#### Records supplied
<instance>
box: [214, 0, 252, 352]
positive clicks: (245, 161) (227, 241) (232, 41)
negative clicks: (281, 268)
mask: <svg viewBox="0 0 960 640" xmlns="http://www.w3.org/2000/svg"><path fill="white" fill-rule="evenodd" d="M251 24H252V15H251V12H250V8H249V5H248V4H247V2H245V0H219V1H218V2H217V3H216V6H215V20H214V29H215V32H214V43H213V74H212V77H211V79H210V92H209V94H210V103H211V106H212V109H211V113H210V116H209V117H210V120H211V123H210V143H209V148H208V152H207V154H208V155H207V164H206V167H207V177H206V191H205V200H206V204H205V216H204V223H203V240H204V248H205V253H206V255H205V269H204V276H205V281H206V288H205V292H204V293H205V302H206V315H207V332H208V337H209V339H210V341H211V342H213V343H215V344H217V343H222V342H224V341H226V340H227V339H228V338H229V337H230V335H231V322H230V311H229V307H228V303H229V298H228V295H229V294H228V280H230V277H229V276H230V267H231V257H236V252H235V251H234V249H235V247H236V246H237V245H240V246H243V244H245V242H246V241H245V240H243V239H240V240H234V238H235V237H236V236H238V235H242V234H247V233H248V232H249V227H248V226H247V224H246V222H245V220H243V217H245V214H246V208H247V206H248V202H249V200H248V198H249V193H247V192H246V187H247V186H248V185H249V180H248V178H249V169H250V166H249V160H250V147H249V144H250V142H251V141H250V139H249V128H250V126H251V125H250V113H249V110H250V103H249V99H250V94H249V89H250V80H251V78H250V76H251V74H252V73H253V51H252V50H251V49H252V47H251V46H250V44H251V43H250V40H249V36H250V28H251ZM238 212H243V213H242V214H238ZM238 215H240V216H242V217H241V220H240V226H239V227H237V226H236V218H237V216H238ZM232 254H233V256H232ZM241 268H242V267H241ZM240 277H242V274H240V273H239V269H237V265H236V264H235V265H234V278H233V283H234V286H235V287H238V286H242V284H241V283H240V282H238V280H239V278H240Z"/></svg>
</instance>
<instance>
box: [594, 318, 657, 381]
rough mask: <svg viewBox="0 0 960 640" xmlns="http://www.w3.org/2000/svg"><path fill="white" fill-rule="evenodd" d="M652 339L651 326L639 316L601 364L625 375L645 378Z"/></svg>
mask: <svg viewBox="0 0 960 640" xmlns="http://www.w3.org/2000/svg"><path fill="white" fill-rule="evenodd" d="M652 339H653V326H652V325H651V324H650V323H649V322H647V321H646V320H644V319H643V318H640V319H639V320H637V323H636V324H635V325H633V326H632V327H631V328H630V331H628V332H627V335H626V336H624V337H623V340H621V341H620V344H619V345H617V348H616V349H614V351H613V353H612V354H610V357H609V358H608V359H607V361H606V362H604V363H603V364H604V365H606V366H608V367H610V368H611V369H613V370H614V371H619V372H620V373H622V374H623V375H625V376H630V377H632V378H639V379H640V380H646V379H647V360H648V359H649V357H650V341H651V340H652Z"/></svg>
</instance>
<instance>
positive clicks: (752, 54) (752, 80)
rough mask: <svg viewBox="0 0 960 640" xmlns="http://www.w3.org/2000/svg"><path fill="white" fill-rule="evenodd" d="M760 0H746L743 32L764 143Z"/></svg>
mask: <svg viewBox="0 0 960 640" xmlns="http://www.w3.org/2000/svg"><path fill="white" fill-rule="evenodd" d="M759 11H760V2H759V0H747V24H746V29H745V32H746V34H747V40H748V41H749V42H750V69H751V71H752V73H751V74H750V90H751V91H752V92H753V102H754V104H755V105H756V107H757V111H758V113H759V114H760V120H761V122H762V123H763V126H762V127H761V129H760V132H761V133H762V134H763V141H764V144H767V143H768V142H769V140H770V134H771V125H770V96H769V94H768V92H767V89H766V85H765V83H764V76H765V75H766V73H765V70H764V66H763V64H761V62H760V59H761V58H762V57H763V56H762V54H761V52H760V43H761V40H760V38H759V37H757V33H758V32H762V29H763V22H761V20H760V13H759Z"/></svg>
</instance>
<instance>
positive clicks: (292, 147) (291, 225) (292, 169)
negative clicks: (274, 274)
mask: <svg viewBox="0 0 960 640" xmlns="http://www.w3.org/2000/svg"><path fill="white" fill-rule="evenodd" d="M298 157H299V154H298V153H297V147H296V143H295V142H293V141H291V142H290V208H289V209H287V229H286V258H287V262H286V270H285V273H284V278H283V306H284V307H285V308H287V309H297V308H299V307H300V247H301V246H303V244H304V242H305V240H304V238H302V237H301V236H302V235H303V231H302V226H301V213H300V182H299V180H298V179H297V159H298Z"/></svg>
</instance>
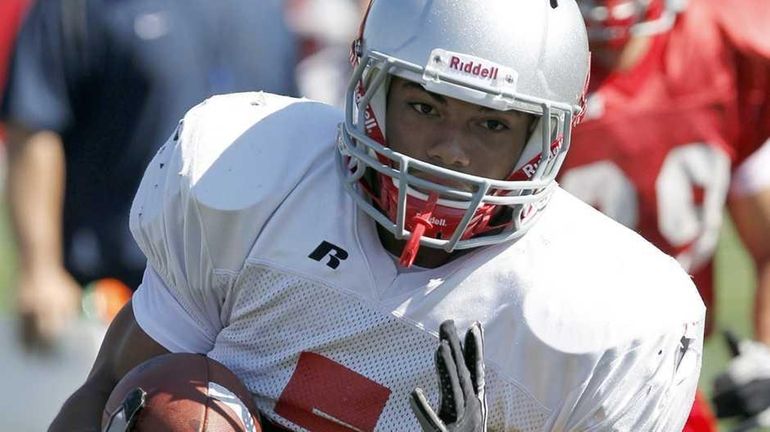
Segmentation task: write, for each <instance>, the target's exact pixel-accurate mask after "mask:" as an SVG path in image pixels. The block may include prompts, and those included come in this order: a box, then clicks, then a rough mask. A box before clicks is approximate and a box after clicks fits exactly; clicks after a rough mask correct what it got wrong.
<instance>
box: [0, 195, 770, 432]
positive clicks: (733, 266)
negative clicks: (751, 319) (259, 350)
mask: <svg viewBox="0 0 770 432" xmlns="http://www.w3.org/2000/svg"><path fill="white" fill-rule="evenodd" d="M6 215H7V211H6V208H5V206H4V205H2V204H0V263H1V264H0V313H9V312H10V310H11V308H12V304H13V303H12V297H11V292H10V291H11V288H12V286H13V277H14V268H15V256H14V248H13V242H12V239H11V235H10V233H9V230H8V224H7V217H6ZM753 271H754V270H753V266H752V264H751V263H750V261H749V260H748V257H747V255H746V252H745V251H744V250H743V248H742V246H741V244H740V241H739V240H738V239H737V237H736V235H735V232H734V230H733V229H732V225H731V224H730V223H729V221H728V223H727V224H725V229H724V230H723V233H722V239H721V241H720V246H719V250H718V253H717V277H716V280H717V317H716V322H717V328H718V329H719V328H730V329H733V330H734V331H735V332H736V333H737V334H739V335H741V336H750V335H751V324H750V319H751V299H752V295H753V291H752V286H753V284H754V276H753ZM660 301H662V302H663V301H666V299H660ZM0 349H2V348H0ZM727 361H728V354H727V350H726V349H725V345H724V343H723V341H722V340H721V338H719V337H716V338H712V339H711V340H709V341H707V342H706V347H705V359H704V363H703V374H702V377H701V387H702V389H703V390H704V391H706V393H707V394H708V393H710V390H711V388H710V387H711V382H712V380H713V378H714V377H715V376H716V375H717V374H718V373H719V372H720V371H721V370H723V368H724V366H725V364H726V363H727ZM723 426H724V427H723V428H722V429H723V430H724V431H729V427H728V426H729V423H724V425H723ZM766 431H770V429H767V430H766Z"/></svg>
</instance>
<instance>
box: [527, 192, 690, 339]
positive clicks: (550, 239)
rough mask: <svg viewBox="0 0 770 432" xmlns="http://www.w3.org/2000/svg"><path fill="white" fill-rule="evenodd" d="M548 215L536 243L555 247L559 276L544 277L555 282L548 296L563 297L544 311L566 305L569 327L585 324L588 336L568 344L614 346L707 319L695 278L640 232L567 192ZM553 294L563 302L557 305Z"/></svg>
mask: <svg viewBox="0 0 770 432" xmlns="http://www.w3.org/2000/svg"><path fill="white" fill-rule="evenodd" d="M545 216H546V217H544V218H543V219H544V220H543V221H541V222H544V224H542V226H538V227H537V228H538V230H537V231H536V233H537V236H538V237H539V238H537V239H536V240H535V241H536V242H538V243H540V244H548V245H549V247H548V252H547V254H548V255H549V257H550V259H549V261H550V262H551V263H552V264H553V265H556V266H557V268H558V271H556V272H551V274H549V275H547V276H546V275H543V276H544V277H545V278H546V279H550V280H548V281H547V285H548V287H546V288H545V291H549V290H558V294H557V293H552V294H553V296H545V297H543V298H542V301H543V304H542V307H544V308H553V307H560V308H562V309H563V310H559V311H558V314H559V315H560V316H562V317H563V319H565V320H566V321H565V322H564V324H567V323H568V322H569V321H572V322H574V323H581V325H580V326H576V327H574V328H575V329H576V331H577V329H584V330H583V331H585V334H584V335H582V336H583V338H582V339H581V338H579V337H578V338H575V337H573V338H571V339H570V341H567V342H569V343H572V342H576V341H580V340H584V341H592V342H591V343H594V342H597V341H598V342H600V343H603V344H606V347H611V346H613V345H614V344H616V343H621V344H622V343H626V342H628V341H631V340H641V339H645V338H647V337H652V338H655V337H658V336H660V334H662V333H666V332H669V331H672V330H679V329H681V326H682V325H684V324H685V323H693V322H700V321H702V320H703V318H704V314H705V308H704V306H703V302H702V301H701V299H700V296H699V295H698V292H697V290H696V288H695V285H694V284H693V282H692V280H691V278H690V276H689V275H688V274H687V273H686V272H685V271H684V270H683V269H682V267H681V266H680V265H679V263H678V262H677V261H676V260H674V259H673V258H671V257H670V256H668V255H666V254H664V253H663V252H661V251H660V250H658V249H657V248H656V247H655V246H653V245H652V244H651V243H649V242H648V241H647V240H645V239H643V238H642V237H641V236H639V235H638V234H637V233H636V232H634V231H632V230H630V229H628V228H626V227H625V226H623V225H621V224H619V223H617V222H615V221H614V220H612V219H610V218H609V217H607V216H605V215H604V214H602V213H601V212H599V211H598V210H596V209H594V208H593V207H591V206H589V205H587V204H585V203H583V202H582V201H580V200H578V199H577V198H575V197H574V196H572V195H570V194H568V193H567V192H565V191H563V190H559V191H558V192H557V193H556V196H555V197H554V199H553V200H552V202H551V204H549V207H548V208H547V213H546V215H545ZM528 235H529V234H528ZM548 297H550V298H551V299H554V298H557V299H558V300H557V301H556V302H555V303H556V305H554V304H548V303H547V302H548ZM551 302H552V300H551ZM533 304H534V303H533ZM558 305H561V306H558ZM588 317H590V318H588ZM651 317H655V319H654V320H653V319H651ZM549 326H550V325H549ZM549 328H553V327H549ZM599 335H603V336H600V337H599ZM573 336H574V335H573ZM551 337H561V336H560V335H559V334H558V332H556V333H554V334H553V335H552V336H551ZM597 337H598V339H597ZM598 348H600V347H598Z"/></svg>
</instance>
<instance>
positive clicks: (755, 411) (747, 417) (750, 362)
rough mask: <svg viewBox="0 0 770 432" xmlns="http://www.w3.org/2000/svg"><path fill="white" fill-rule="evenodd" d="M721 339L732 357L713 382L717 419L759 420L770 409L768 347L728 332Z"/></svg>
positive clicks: (759, 343)
mask: <svg viewBox="0 0 770 432" xmlns="http://www.w3.org/2000/svg"><path fill="white" fill-rule="evenodd" d="M725 337H726V338H727V342H728V345H729V346H730V350H731V351H732V353H733V356H734V357H733V359H732V360H731V361H730V364H729V365H728V366H727V370H726V371H725V372H723V373H722V374H720V375H719V376H717V378H716V380H715V381H714V398H713V399H714V405H715V407H716V414H717V417H719V418H723V417H734V416H739V417H741V418H750V417H752V418H753V417H757V418H759V417H761V416H760V414H762V413H763V412H767V411H768V409H770V347H768V346H767V345H765V344H763V343H761V342H755V341H750V340H742V341H738V339H737V338H736V337H735V336H733V335H732V334H730V333H728V332H726V333H725ZM765 417H767V416H765Z"/></svg>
########
* [What you are asked to do] Rewrite the records from their start through the line containing "negative clicks: (281, 268)", swapping "positive clicks" for "foreground clicks" and leaving everything else as it is.

* [Finished exercise]
<instance>
box: [214, 0, 252, 352]
foreground clicks: (245, 161) (227, 241) (232, 41)
negative clicks: (281, 268)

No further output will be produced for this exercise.